Free-text object descriptions:
____________

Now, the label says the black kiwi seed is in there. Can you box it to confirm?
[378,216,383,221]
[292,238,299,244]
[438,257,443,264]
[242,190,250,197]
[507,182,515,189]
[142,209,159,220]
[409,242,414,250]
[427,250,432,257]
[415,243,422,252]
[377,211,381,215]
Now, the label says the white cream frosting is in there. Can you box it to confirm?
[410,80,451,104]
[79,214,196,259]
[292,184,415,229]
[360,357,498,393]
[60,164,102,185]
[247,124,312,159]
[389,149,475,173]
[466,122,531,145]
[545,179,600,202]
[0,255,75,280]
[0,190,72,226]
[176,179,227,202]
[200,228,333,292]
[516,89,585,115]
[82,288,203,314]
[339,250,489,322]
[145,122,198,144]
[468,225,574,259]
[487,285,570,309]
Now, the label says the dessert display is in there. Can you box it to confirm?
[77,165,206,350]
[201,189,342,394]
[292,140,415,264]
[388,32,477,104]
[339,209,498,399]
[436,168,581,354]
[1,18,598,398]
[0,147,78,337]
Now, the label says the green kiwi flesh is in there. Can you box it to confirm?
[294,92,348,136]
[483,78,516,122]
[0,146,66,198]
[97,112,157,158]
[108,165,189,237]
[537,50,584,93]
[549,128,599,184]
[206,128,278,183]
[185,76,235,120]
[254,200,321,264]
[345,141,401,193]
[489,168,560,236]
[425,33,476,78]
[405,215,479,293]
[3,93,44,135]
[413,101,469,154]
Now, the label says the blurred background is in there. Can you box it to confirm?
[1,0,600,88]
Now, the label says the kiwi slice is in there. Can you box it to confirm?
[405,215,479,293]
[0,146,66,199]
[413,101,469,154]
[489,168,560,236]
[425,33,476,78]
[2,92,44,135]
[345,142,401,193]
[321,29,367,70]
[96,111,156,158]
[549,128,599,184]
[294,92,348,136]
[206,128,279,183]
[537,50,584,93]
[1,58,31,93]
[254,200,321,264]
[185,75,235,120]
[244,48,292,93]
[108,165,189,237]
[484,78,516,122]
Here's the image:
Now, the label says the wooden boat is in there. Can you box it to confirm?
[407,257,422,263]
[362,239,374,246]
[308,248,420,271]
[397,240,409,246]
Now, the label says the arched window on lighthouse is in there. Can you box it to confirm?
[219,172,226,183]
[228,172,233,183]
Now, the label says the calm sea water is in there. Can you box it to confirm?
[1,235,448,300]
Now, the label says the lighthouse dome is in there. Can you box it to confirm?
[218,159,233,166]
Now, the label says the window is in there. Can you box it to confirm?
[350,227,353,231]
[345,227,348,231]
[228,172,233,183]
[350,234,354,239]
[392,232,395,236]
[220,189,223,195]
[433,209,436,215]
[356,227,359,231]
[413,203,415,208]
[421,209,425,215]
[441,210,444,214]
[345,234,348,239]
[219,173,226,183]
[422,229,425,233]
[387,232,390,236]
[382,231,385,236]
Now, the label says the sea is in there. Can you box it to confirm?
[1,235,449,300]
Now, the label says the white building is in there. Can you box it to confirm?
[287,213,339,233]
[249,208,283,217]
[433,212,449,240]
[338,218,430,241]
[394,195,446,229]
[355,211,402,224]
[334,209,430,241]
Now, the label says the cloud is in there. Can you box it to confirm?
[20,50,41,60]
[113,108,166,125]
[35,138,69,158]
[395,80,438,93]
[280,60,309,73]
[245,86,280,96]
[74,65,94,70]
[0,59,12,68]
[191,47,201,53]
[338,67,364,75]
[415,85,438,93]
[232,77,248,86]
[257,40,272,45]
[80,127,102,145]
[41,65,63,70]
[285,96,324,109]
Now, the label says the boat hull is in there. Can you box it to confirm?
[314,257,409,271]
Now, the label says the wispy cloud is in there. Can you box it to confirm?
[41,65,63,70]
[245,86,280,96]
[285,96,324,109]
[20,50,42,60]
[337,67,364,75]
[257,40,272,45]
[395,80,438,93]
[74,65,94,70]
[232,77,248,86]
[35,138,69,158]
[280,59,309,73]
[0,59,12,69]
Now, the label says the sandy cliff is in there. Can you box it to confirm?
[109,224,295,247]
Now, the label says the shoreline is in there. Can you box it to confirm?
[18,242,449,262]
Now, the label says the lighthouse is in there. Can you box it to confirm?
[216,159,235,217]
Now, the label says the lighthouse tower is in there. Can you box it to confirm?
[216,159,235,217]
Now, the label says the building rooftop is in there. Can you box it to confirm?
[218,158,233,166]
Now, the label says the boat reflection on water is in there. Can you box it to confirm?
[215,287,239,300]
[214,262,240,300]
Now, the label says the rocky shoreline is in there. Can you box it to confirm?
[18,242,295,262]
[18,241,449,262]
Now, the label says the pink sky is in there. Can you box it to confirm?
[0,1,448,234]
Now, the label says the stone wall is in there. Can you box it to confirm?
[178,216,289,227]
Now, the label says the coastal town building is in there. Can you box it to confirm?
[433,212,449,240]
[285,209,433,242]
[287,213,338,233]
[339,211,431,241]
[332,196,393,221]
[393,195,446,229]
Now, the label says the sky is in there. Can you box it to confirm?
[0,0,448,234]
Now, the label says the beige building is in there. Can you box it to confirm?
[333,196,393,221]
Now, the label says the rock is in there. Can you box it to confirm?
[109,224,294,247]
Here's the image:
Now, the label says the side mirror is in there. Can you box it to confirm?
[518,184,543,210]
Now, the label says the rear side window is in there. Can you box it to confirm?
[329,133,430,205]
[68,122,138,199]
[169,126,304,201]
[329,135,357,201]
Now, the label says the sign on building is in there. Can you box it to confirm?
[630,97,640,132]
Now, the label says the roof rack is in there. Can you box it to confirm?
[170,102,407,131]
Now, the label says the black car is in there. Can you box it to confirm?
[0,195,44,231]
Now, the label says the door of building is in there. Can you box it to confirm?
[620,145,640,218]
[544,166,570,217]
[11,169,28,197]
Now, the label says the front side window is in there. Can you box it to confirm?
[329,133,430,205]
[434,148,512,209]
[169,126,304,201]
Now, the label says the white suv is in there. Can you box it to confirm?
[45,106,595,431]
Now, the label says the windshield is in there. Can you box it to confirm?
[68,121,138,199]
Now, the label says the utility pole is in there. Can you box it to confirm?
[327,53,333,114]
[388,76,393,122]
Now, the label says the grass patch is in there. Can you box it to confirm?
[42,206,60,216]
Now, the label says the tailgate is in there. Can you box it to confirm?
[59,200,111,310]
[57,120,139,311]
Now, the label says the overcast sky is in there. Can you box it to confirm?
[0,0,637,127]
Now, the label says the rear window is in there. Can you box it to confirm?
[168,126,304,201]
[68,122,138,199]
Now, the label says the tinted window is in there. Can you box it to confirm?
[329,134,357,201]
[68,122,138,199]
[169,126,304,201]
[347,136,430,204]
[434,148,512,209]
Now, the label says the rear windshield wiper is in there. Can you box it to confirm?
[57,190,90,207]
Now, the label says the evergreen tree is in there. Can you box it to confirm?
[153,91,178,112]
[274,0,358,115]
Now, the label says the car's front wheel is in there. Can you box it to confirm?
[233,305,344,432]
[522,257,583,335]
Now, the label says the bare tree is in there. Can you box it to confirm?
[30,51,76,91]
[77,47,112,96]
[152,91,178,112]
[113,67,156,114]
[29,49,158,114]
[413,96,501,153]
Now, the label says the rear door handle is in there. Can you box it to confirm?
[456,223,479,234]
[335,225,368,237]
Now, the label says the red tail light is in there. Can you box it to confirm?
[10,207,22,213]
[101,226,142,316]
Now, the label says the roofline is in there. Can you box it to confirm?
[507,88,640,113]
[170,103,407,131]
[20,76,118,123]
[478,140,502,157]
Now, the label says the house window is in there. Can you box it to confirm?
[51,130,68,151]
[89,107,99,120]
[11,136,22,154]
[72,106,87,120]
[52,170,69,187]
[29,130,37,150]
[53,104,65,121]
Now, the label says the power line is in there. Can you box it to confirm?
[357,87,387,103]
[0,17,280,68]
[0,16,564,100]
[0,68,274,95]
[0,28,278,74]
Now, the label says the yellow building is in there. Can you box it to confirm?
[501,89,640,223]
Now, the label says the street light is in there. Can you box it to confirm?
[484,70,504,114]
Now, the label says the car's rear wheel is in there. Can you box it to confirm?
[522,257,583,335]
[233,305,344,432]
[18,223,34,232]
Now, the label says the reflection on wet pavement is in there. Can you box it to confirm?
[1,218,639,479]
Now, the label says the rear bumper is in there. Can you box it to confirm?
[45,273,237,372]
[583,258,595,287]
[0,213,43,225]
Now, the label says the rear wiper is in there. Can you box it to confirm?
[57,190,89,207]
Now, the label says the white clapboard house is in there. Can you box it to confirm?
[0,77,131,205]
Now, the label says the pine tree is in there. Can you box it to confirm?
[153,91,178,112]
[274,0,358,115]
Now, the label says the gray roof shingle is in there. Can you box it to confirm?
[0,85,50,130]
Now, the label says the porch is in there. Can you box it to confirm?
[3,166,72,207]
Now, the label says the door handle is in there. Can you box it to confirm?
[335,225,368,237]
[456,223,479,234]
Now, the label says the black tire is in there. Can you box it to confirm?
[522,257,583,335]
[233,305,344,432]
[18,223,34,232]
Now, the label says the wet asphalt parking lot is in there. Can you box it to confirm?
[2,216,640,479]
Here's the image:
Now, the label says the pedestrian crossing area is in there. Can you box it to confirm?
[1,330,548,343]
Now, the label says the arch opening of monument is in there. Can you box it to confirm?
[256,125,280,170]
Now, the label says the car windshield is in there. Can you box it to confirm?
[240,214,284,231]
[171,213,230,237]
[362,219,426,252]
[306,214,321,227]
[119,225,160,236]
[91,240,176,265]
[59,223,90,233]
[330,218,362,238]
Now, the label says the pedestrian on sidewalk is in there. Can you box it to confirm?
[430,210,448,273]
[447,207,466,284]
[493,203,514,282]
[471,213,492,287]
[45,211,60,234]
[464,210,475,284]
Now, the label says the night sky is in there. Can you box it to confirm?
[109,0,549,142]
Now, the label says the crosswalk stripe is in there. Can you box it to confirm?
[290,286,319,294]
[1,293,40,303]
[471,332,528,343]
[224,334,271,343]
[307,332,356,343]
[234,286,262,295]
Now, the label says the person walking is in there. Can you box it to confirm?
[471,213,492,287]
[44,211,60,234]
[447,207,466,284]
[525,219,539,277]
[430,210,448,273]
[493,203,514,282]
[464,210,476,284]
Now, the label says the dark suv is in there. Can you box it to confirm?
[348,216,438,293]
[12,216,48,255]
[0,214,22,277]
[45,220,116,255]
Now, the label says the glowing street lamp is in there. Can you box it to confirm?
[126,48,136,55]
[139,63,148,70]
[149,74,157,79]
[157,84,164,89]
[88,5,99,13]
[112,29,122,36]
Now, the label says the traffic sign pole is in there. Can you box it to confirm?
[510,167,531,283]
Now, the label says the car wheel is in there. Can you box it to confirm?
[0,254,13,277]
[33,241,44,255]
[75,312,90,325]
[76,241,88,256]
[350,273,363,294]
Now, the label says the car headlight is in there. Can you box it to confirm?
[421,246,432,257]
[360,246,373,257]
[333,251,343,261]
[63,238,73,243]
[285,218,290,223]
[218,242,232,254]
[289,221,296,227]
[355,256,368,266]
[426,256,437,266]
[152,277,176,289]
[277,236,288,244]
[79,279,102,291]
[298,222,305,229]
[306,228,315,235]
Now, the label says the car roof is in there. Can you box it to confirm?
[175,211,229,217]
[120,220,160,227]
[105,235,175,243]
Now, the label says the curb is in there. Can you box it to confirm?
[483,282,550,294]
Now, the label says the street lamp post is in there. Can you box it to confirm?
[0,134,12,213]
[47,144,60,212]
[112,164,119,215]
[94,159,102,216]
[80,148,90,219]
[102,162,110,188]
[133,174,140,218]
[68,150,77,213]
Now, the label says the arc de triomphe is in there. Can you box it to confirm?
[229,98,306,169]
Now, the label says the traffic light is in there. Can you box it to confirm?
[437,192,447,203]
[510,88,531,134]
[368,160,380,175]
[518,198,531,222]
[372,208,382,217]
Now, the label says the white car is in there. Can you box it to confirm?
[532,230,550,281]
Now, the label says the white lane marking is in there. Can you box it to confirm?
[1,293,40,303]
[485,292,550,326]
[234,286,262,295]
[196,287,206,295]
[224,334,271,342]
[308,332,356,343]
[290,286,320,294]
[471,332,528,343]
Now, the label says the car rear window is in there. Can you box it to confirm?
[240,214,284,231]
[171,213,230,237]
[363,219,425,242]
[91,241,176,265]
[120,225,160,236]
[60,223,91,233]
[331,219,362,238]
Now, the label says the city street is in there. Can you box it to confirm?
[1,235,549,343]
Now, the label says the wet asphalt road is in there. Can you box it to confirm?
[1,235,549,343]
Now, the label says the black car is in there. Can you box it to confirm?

____________

> Your objective
Print exactly the lines of the records from the one containing "Now, the label says the wet asphalt road" through the end, and nothing besides them.

> Task solution
Now, the label says the wet asphalt road is in there. Can you box it to confirm?
[1,235,549,343]
Now, the label says the black car is in there. Can you box it to confirm?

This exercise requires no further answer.